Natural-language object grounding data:
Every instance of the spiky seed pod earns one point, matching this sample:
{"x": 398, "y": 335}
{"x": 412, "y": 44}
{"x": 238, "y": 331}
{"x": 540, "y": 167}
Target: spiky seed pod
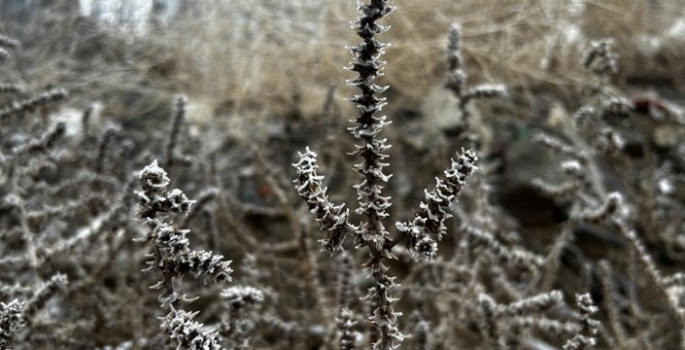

**TRY IT**
Leave out the images and copy all remaining data word for word.

**WORKED SOLUTION**
Every instance of the spiky seed pod earns one point, matching this sample:
{"x": 398, "y": 335}
{"x": 412, "y": 44}
{"x": 238, "y": 331}
{"x": 540, "y": 167}
Target: spiky seed pod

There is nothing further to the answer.